- [Available data]
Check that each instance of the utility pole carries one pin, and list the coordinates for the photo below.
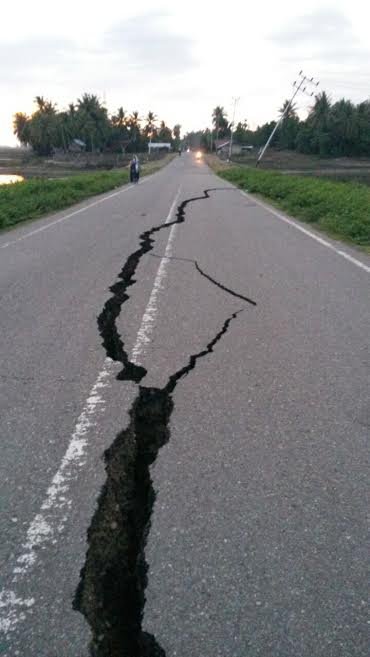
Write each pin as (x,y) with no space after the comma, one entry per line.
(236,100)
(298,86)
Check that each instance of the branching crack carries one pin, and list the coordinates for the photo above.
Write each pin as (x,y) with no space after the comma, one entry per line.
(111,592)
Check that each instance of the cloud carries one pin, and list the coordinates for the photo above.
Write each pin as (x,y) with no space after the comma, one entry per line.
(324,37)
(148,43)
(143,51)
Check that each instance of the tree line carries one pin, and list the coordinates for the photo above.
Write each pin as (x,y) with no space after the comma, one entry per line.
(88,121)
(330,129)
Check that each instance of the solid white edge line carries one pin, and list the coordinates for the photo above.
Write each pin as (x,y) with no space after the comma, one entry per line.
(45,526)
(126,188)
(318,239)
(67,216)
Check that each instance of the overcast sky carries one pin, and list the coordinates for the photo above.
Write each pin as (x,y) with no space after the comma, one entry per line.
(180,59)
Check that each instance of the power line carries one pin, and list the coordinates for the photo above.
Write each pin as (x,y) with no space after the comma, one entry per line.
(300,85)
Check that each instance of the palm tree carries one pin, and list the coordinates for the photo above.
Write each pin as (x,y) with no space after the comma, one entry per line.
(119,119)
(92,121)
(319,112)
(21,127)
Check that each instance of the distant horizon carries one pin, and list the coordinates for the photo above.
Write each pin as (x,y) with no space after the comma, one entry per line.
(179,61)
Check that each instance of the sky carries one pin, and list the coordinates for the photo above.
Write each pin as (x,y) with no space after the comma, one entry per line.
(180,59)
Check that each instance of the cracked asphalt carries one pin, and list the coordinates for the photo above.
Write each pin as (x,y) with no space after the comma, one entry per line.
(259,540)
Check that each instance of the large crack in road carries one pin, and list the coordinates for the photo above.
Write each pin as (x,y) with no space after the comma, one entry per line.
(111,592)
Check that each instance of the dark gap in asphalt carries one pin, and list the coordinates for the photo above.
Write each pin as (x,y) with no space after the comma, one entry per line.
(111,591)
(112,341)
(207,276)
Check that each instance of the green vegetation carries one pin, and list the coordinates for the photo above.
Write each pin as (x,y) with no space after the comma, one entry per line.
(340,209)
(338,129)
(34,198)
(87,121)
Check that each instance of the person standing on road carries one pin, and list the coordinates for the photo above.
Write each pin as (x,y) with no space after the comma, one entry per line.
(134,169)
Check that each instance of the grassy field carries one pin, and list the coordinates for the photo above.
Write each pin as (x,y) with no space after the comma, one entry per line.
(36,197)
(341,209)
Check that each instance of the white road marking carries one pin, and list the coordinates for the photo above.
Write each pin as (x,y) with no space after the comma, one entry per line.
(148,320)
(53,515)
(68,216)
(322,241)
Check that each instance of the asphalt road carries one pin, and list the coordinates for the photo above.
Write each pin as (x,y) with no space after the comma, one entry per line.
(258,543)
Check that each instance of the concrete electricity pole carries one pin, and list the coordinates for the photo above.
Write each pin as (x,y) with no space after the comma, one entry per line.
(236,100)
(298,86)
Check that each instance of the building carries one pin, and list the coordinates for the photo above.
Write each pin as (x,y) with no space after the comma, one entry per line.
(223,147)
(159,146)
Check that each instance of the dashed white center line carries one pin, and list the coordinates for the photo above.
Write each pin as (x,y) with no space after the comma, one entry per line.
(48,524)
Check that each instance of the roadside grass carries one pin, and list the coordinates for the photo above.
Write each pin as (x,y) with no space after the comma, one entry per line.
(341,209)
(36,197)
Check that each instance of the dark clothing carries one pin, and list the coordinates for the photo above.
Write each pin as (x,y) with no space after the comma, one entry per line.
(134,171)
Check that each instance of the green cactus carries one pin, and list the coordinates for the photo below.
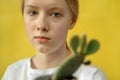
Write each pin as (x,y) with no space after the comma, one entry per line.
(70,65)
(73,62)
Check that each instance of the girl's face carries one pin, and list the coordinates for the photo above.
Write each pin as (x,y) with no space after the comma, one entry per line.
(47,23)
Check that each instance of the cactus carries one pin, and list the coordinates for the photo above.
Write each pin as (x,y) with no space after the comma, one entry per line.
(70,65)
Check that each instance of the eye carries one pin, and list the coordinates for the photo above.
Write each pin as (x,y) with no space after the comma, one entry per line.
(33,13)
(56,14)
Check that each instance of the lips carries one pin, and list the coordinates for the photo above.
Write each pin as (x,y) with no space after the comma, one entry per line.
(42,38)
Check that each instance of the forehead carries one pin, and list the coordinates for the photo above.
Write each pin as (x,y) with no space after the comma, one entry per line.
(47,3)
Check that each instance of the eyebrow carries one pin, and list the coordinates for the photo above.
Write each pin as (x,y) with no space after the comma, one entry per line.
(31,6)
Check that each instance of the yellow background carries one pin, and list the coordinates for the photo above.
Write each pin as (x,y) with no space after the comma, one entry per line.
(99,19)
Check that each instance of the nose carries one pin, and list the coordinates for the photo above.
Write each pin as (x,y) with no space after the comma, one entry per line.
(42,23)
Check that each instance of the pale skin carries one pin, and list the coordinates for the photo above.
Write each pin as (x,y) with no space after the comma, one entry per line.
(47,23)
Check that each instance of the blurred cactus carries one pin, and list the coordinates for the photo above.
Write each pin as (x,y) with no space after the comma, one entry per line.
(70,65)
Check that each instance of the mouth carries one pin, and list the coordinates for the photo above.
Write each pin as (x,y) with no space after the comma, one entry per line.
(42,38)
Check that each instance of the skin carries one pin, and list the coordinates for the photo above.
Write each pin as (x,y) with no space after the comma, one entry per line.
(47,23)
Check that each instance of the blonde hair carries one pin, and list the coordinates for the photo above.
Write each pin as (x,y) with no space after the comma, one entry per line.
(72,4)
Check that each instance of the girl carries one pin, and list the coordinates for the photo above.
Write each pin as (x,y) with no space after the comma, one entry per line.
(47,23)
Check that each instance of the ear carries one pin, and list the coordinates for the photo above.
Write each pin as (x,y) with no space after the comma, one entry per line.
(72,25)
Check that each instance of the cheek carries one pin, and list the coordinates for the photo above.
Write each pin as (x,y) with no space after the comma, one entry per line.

- [Work task] Where a picture appears, skip it and copy the rest of the data word for word.

- [Finished task]
Check that each instance of the utility pole carries one pin, and list the coordinates for the photo below.
Write each pin as (x,y) with no space after the comma, one entry per line.
(236,100)
(298,86)
Check that each instance of the branching crack carries one pin, and list the coordinates for the photo above.
Write each pin as (x,y) with no space after the comma, one entry per line.
(111,592)
Check that each instance of the cloud carries one pin, and list the coordinates for the photo above.
Write each pin as (x,y) with no space after the comma, one entry per line.
(324,37)
(148,43)
(143,51)
Check that each instance of the tree line carries one pin, and list the coordinates for the photo above.
Write each pin as (x,y) with no space after the comma, one entry per line.
(88,121)
(330,129)
Check that each instance of the solid white edge line carries one pin, and list the coordinates for the photo above.
Write each pin as (x,y) with no space after the comma, one entry per line.
(45,526)
(126,188)
(318,239)
(67,216)
Check that each instance of the overcast sky carries one pin, and list the coordinates for the photo above.
Write each pin as (x,y) with no space after the comma, one entry per line.
(180,59)
Check that each instance of the power line carries one pin, and list the coordinates for the photo above.
Write each pin as (x,y) with no space after the comma, one entry per line.
(300,85)
Check that each instance of the palm tree carries one pin, and list the coordinates for the photo above.
Write each pin as (x,y) with no space after the comma, one entry per line.
(119,119)
(92,121)
(319,112)
(21,127)
Check that each instance of the distant horizon carries one pin, and list the coordinates for the photo above.
Write each pin as (x,y) with no space after the comma, one entry per line.
(179,61)
Check that each instance of the sky carries one pin, and list the coordinates for the photo above.
Write each pin as (x,y) with no space after the comma, one entry per line.
(180,59)
Check that each instance of the cracked asphalt carries one pin, and list the coordinates for the photo above.
Write each pin as (x,y) with no space after the comma, one entry per line.
(259,540)
Check that each instance of the large crack in road carries one pin, and list the coordinates for the photo above.
Write each pin as (x,y) with no space after the comma, one entry per line.
(111,592)
Check that each instance of the dark gap in asphalt carries one pin, and list the coordinates for the photo above.
Write each pin as (x,y) with no space after the comma, one entry per line.
(111,591)
(112,341)
(207,276)
Check that each instance of the green vegetation carries one pin, and list the coordinates for the photo above.
Write each pin as (x,y) with no space after the comma, one entry per line.
(340,209)
(338,129)
(34,198)
(87,121)
Check that each instance of the person standing on road carries one pin, and list the coordinates for the photo above.
Write each pin as (x,y) with no space after the comma, one entry per line.
(134,169)
Check that each instance of the grassy field carries one pin, and list the coordinates for the photo above.
Write each pin as (x,y) with no space after the comma, one entry per line.
(36,197)
(341,209)
Check that each instance of the white road marking carries one pin, and list the coordinates for the photo above.
Write each pin as (x,y) with no space after the comma, one entry per line.
(148,320)
(53,515)
(68,216)
(322,241)
Check that each instance of the asphalt road carries one pin, and list the coordinates for the photo above.
Write each pin as (x,y) with no space after the comma, one entry per line.
(258,543)
Check that each instance of the concrete electricity pole carries one pin, and list the coordinates for the photo above.
Write each pin as (x,y) with no space after the comma, one entry per line.
(236,100)
(298,86)
Check that each instance of the building carries one pin, and list the coordinates for the photo above.
Write each pin as (x,y) with no space after the comma, one entry per line.
(223,147)
(159,146)
Check that each instance of the dashed white center line carries one pin, and list the coordinates for the photo above.
Write each pin as (x,y) with no space after the comma, one entry per line.
(48,524)
Check that each instance of the roadside grass carries one pin, and list the coordinates for the photo above.
Write each pin as (x,y) with no space after the comma, one entry per line.
(341,209)
(36,197)
Check that each instance of the dark clothing carries one pin, and list the coordinates for the photo above.
Write each pin as (x,y) with no space after the comma, one entry per line.
(134,171)
Check that each instance of the green cactus carries one pin, and list the coordinates for the photo below.
Write each pin as (x,y) with no space after the comma, one entry per line.
(70,65)
(73,62)
Check that each instance of the girl's face carries one pin, and list the coordinates for the photo above.
Write each pin as (x,y) with no space after the comma, one entry per line.
(47,23)
Check that each instance of the cactus carries one pin, and list the coordinates for the photo above.
Write each pin as (x,y) with no space after the comma, one entry per line.
(70,65)
Check that each instance of the eye carries one pin, and list the coordinates for the photo above.
Write each pin as (x,y) with no space after the comma, one entry per line.
(33,13)
(56,14)
Check that each instance of the lips carries one pin, and list the coordinates for the photo above.
Write each pin as (x,y) with no space after the comma, one entry per line.
(42,38)
Check that each instance of the forehead carries one pin, and list the coordinates for the photo above.
Write each pin as (x,y) with no space after the comma, one entry per line.
(47,3)
Check that each instance of the eyebrow carries one pin, and list the coordinates for the photo above.
Write each pin as (x,y) with no space after the comma, one entry per line.
(31,6)
Check that each instance of the yellow background carries one pin, and list the coordinates for the photo above.
Write each pin as (x,y) with no space after the comma, one entry per line.
(99,19)
Check that each instance of the nose carries one pin, and list the coordinates for the photo above.
Write each pin as (x,y) with no space after the comma, one entry per line.
(42,23)
Check that each instance of the pale skin carries one pin, and list the coordinates for the photo above.
Write each pin as (x,y) with no space after the comma, one entry per line.
(47,23)
Check that each instance of the blurred cactus carries one pin, and list the coordinates for the photo above.
Write each pin as (x,y) with no space after the comma, one entry per line.
(70,65)
Check that each instance of the mouth carries one pin, and list the coordinates for the photo above.
Write each pin as (x,y) with no space after the comma, one entry per line.
(42,38)
Check that each instance of the skin carries one pin, and list the coordinates for the photo above.
Write each pin as (x,y) with no space after the comma, one entry per line.
(47,23)
Check that each instance of the blonde hair carries one pin, and list the coordinates for the photo above.
Write each pin as (x,y) with no space after the comma, one entry per line.
(72,4)
Check that each instance of the girl carries one pin, and list the coordinates for the photo above.
Write each pin as (x,y) with no space after the comma, one entry per line.
(47,23)
Check that each instance of the ear carries one pin, and list the coordinates for the photo above.
Write each pin as (x,y) with no space after the comma, one entry per line.
(72,25)
Check that each instance of the cheek carries one pin, and list the coordinates for the photo above.
Write each pin as (x,y) with no space after the comma, one entry per line.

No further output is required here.